# DATA RECORDS start

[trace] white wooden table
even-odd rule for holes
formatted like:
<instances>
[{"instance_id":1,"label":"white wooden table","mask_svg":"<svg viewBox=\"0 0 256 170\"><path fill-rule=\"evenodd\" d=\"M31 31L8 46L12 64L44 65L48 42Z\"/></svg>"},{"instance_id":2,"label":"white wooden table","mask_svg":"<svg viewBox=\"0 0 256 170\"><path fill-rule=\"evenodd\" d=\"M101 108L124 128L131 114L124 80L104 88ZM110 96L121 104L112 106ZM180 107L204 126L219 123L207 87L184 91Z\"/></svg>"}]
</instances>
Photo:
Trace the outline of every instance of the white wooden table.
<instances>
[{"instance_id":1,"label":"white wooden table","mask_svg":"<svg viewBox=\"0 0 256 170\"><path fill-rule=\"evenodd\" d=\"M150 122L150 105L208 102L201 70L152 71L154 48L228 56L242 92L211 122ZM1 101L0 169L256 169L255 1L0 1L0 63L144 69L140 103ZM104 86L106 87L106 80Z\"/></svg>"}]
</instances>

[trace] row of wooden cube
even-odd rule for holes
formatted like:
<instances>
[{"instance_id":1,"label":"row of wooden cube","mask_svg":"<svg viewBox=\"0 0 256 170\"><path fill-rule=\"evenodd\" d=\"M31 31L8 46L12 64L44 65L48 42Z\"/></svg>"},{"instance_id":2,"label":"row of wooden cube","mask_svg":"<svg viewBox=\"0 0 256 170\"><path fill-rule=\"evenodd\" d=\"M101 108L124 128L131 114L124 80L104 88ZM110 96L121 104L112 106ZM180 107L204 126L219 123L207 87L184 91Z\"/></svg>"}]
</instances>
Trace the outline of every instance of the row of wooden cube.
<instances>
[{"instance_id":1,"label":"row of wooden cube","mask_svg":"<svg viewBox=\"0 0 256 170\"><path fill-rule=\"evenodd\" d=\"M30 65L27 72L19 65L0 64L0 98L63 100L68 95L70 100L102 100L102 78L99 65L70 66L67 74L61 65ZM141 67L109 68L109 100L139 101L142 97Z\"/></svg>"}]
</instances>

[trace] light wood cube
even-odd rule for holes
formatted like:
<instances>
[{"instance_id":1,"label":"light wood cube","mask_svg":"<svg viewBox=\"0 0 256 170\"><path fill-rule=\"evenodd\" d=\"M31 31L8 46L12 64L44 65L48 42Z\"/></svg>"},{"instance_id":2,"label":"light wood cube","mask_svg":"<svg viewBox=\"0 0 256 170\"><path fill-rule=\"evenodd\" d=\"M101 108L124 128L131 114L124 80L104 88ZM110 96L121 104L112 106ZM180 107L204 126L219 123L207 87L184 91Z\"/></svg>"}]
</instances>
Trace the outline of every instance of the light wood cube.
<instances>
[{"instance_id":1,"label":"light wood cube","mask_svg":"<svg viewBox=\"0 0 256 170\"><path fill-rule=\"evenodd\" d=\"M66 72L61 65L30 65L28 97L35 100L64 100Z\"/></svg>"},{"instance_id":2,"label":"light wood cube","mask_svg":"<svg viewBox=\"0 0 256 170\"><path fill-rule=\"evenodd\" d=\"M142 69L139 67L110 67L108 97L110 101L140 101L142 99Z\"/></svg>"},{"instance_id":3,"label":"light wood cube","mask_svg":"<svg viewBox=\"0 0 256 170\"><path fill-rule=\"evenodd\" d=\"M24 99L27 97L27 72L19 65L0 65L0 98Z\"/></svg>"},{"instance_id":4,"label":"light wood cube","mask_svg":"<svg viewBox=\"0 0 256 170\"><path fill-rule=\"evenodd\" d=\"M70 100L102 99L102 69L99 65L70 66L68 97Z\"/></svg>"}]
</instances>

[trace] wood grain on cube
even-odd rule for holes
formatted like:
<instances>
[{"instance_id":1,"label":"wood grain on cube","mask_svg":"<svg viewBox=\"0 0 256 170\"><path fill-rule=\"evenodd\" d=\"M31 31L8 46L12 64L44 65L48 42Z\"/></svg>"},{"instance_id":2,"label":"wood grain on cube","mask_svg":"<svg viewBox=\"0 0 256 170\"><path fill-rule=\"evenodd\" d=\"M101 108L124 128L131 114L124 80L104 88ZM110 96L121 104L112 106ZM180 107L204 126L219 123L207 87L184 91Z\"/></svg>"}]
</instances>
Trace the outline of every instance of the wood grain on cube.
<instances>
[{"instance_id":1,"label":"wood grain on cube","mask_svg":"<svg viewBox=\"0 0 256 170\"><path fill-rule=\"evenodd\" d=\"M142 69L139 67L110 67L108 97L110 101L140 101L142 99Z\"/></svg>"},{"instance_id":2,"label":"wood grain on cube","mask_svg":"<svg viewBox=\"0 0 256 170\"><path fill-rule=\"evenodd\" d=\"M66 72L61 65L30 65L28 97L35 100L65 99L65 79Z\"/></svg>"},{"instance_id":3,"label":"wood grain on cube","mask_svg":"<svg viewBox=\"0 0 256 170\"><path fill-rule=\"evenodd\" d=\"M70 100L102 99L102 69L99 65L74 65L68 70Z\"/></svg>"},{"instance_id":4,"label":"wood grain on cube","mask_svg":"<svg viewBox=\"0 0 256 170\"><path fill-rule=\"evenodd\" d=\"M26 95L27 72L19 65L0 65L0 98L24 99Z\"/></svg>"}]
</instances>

# DATA RECORDS end

§ WRITTEN INSTRUCTION:
Copy all the items above again, substituting "Draw the outline" for every "Trace the outline" and leaving everything else the same.

§ COMPLETE ANSWER:
[trace] white wooden table
even-odd rule for holes
formatted like:
<instances>
[{"instance_id":1,"label":"white wooden table","mask_svg":"<svg viewBox=\"0 0 256 170\"><path fill-rule=\"evenodd\" d=\"M31 31L8 46L12 64L44 65L48 42Z\"/></svg>"},{"instance_id":2,"label":"white wooden table","mask_svg":"<svg viewBox=\"0 0 256 170\"><path fill-rule=\"evenodd\" d=\"M101 108L124 128L131 114L124 80L104 88ZM110 96L121 104L112 106ZM180 107L204 126L219 123L207 87L184 91Z\"/></svg>"}]
</instances>
Photo:
Draw the outline of every instance of the white wooden table.
<instances>
[{"instance_id":1,"label":"white wooden table","mask_svg":"<svg viewBox=\"0 0 256 170\"><path fill-rule=\"evenodd\" d=\"M150 122L150 105L208 102L201 70L152 71L154 48L228 56L242 92L211 122ZM1 101L0 169L256 169L255 1L0 1L0 63L144 69L140 103ZM104 86L106 87L106 80Z\"/></svg>"}]
</instances>

[trace] row of wooden cube
even-odd rule for holes
formatted like:
<instances>
[{"instance_id":1,"label":"row of wooden cube","mask_svg":"<svg viewBox=\"0 0 256 170\"><path fill-rule=\"evenodd\" d=\"M31 31L8 46L12 64L44 65L48 42Z\"/></svg>"},{"instance_id":2,"label":"row of wooden cube","mask_svg":"<svg viewBox=\"0 0 256 170\"><path fill-rule=\"evenodd\" d=\"M101 108L124 128L131 114L124 80L104 88ZM110 96L121 104L112 106ZM180 107L204 126L219 123L207 87L184 91Z\"/></svg>"}]
</instances>
Draw the outline of every instance of the row of wooden cube.
<instances>
[{"instance_id":1,"label":"row of wooden cube","mask_svg":"<svg viewBox=\"0 0 256 170\"><path fill-rule=\"evenodd\" d=\"M30 65L27 72L19 65L0 64L0 98L63 100L68 95L70 100L102 100L102 78L99 65L70 66L67 74L61 65ZM141 67L109 68L109 100L139 101L142 97Z\"/></svg>"}]
</instances>

[trace] light wood cube
even-odd rule for holes
formatted like:
<instances>
[{"instance_id":1,"label":"light wood cube","mask_svg":"<svg viewBox=\"0 0 256 170\"><path fill-rule=\"evenodd\" d=\"M31 31L8 46L12 64L44 65L48 42Z\"/></svg>"},{"instance_id":2,"label":"light wood cube","mask_svg":"<svg viewBox=\"0 0 256 170\"><path fill-rule=\"evenodd\" d=\"M101 108L124 128L131 114L124 80L104 88ZM110 96L121 104L112 106ZM180 107L204 126L219 123L207 87L184 91Z\"/></svg>"}]
</instances>
Draw the outline of every instance of the light wood cube.
<instances>
[{"instance_id":1,"label":"light wood cube","mask_svg":"<svg viewBox=\"0 0 256 170\"><path fill-rule=\"evenodd\" d=\"M66 72L61 65L30 65L28 97L35 100L64 100Z\"/></svg>"},{"instance_id":2,"label":"light wood cube","mask_svg":"<svg viewBox=\"0 0 256 170\"><path fill-rule=\"evenodd\" d=\"M142 69L139 67L110 67L108 97L110 101L140 101L142 99Z\"/></svg>"},{"instance_id":3,"label":"light wood cube","mask_svg":"<svg viewBox=\"0 0 256 170\"><path fill-rule=\"evenodd\" d=\"M24 99L27 97L27 72L19 65L0 65L0 98Z\"/></svg>"},{"instance_id":4,"label":"light wood cube","mask_svg":"<svg viewBox=\"0 0 256 170\"><path fill-rule=\"evenodd\" d=\"M70 100L102 99L102 69L99 65L70 66L68 97Z\"/></svg>"}]
</instances>

[trace] wood grain on cube
even-odd rule for holes
formatted like:
<instances>
[{"instance_id":1,"label":"wood grain on cube","mask_svg":"<svg viewBox=\"0 0 256 170\"><path fill-rule=\"evenodd\" d=\"M31 31L8 46L12 64L44 65L48 42Z\"/></svg>"},{"instance_id":2,"label":"wood grain on cube","mask_svg":"<svg viewBox=\"0 0 256 170\"><path fill-rule=\"evenodd\" d=\"M101 108L124 128L131 114L124 80L104 88ZM110 96L121 104L112 106ZM180 107L204 126L219 123L207 87L184 91Z\"/></svg>"}]
</instances>
Draw the outline of every instance of the wood grain on cube.
<instances>
[{"instance_id":1,"label":"wood grain on cube","mask_svg":"<svg viewBox=\"0 0 256 170\"><path fill-rule=\"evenodd\" d=\"M142 69L139 67L110 67L108 97L110 101L140 101L142 99Z\"/></svg>"},{"instance_id":2,"label":"wood grain on cube","mask_svg":"<svg viewBox=\"0 0 256 170\"><path fill-rule=\"evenodd\" d=\"M66 72L61 65L30 65L28 97L35 100L65 99L65 79Z\"/></svg>"},{"instance_id":3,"label":"wood grain on cube","mask_svg":"<svg viewBox=\"0 0 256 170\"><path fill-rule=\"evenodd\" d=\"M70 100L102 99L102 69L99 65L74 65L68 70Z\"/></svg>"},{"instance_id":4,"label":"wood grain on cube","mask_svg":"<svg viewBox=\"0 0 256 170\"><path fill-rule=\"evenodd\" d=\"M26 95L27 72L19 65L0 65L0 98L24 99Z\"/></svg>"}]
</instances>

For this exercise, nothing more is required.